#### EXERCISE MATERIALS
- - - -

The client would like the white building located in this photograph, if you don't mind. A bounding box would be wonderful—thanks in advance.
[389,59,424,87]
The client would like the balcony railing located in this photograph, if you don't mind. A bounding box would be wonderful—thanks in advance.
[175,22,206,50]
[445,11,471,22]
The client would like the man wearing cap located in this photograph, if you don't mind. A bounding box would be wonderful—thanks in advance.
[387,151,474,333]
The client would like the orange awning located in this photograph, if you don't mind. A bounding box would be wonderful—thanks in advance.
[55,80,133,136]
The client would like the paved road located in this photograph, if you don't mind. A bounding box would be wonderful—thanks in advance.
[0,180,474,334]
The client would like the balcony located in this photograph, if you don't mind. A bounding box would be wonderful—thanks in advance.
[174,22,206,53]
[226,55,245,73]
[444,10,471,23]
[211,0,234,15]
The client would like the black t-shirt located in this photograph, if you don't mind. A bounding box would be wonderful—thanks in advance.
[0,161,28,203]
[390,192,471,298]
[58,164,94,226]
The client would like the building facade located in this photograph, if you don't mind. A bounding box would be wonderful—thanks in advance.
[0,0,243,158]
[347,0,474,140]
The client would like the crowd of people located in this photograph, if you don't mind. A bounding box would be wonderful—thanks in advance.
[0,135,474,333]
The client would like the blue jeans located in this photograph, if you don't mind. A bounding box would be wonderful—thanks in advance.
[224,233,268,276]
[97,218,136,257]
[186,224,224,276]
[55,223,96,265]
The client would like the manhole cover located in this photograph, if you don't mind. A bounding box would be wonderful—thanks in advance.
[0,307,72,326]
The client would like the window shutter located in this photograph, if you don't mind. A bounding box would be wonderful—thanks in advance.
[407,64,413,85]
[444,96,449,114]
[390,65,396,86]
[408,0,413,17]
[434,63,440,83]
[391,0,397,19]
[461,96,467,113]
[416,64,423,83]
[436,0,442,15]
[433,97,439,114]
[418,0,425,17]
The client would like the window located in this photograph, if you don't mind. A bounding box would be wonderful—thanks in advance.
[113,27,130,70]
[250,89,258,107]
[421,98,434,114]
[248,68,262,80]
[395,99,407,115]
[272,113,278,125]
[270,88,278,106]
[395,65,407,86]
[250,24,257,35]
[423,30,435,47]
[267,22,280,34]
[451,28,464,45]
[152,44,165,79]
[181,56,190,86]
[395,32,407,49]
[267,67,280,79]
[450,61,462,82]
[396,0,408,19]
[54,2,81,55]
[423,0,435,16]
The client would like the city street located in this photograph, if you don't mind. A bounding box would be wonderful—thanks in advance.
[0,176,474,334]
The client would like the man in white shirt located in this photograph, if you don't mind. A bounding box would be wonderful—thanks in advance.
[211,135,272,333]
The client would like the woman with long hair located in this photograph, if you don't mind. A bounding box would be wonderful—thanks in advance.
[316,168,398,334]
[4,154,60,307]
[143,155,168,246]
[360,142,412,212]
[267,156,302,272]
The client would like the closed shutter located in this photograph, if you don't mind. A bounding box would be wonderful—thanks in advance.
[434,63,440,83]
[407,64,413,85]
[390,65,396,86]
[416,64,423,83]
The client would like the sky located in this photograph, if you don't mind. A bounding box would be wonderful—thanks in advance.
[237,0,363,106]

- - - -

#### REQUIRED WORK
Copy out every line above word for word.

#### SOLUTION FOR THIS EXERCISE
The client would like the white building located in this photograph, if you don't mind. A bounding box would be wonderful—thanks in advance.
[389,59,424,87]
The client would like the balcony railing located in this photograph, if you don't mind. A bounding box would be wonderful—thanks in advance.
[175,22,206,50]
[445,11,471,22]
The client would like the man wearing cap located in this photograph, if you don't mind. A bounding box would be wonderful—thanks in advance.
[387,151,474,333]
The client would like the orange awning located in this photograph, if you don't mind. A bounding box would be wonderful—thanks in advance.
[55,80,133,136]
The client would like the paved road located in this photograph, if you don't mind. A bounding box would be wonderful—thanks in advance.
[0,180,474,334]
The client would like the balcony located in this photograph, if you don't mind. A bounding box would be wonderful—thanks in advance.
[174,22,206,53]
[226,55,245,73]
[444,10,471,23]
[211,0,234,15]
The client would like the black t-shirt located in this photograph, if you don't mind. A bounding box would be wonderful—thanks in advance.
[0,161,28,203]
[390,192,471,298]
[58,164,94,226]
The client would like the building facade located in this photograph, if you don't mind. A bounding box would be wonderful—thanks in advance.
[0,0,243,158]
[347,0,474,140]
The client would like the crowd of people located in this photograph, if you don't mind. A bounding box would be wonderful—thanks in advance.
[0,135,474,333]
The client would like the blue jeans located in this photograph, if you don't mind. A bounding box would be wonderful—thanks in advance.
[224,233,268,276]
[97,218,136,257]
[186,224,224,276]
[55,223,96,265]
The client would like the manhole cover located in this photograph, if you don't mind. A bounding box would be wonderful—thanks in advance.
[0,307,72,326]
The client would like the window shutter located in this photograph, if you don't mind. A bounding box would be wonderful—thanks in advance.
[407,64,413,85]
[444,96,449,114]
[390,65,396,86]
[408,0,413,17]
[434,63,440,83]
[391,0,397,19]
[461,96,467,113]
[416,64,423,83]
[436,0,442,15]
[433,97,439,114]
[418,0,425,17]
The client would like the window located in this photograph, if you don't mind. A bounding box would be wonderful—thanks in advance.
[113,27,130,70]
[250,89,258,107]
[421,98,434,114]
[248,68,262,80]
[395,99,407,115]
[272,113,278,125]
[270,88,278,106]
[395,65,407,86]
[250,24,257,35]
[423,30,435,47]
[267,22,280,34]
[451,28,464,45]
[152,44,165,79]
[181,56,190,86]
[395,32,407,49]
[267,67,280,79]
[450,61,462,82]
[396,0,408,19]
[54,2,81,55]
[423,0,435,16]
The client would like the city street located in this photograph, if you don't mind. A bounding box would be wonderful—thanks in advance.
[0,176,474,334]
The client would like the man in white shirt located in this photograph, if you don't mind. A bounding box would be wonderful—thanks in advance.
[211,135,272,333]
The client would like the woman with long hair located in this photograph, if you don't mind. A bounding box would be wonderful—thanks in advance.
[316,168,398,334]
[4,154,60,307]
[143,155,168,246]
[360,142,412,212]
[267,156,302,272]
The client would like the closed shutter located in this photograph, if you don't mind. A bounding box would be wonderful—thanks in advance.
[434,63,440,83]
[407,64,413,85]
[390,65,396,86]
[416,64,423,83]
The client would like the sky located in this photograph, if you don't mind. A bounding box would be wonderful—thanks in advance.
[237,0,363,106]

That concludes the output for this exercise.